What to do
Go line by line through the data and copy those with the word "form".

Supplied records
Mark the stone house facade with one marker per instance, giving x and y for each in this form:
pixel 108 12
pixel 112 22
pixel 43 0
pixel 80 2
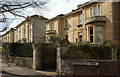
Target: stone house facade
pixel 30 30
pixel 96 22
pixel 8 37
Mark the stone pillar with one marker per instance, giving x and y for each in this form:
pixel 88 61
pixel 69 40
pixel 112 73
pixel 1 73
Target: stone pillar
pixel 94 34
pixel 87 34
pixel 59 60
pixel 36 57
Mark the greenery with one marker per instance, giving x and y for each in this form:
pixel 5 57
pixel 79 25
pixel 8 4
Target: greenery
pixel 19 49
pixel 48 55
pixel 85 50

Written response
Mark the stone house facade with one marker per instance, giving x and y for each in this form:
Mark the stone pillar with one marker per instance, giving x and y for each in this form:
Mark the greenery with one marker per instance, giving x and y for each in this form:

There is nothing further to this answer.